■ **To do**
All of the data that follows needs to be printed again, exactly as it reads.

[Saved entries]
Content starts
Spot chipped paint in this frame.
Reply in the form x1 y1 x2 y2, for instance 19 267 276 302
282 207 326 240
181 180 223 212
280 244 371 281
Content ends
■ **Response**
Spot chipped paint in this frame.
Reply in the form x1 y1 x2 y2, for instance 19 267 276 302
282 207 326 240
181 180 223 212
280 244 371 281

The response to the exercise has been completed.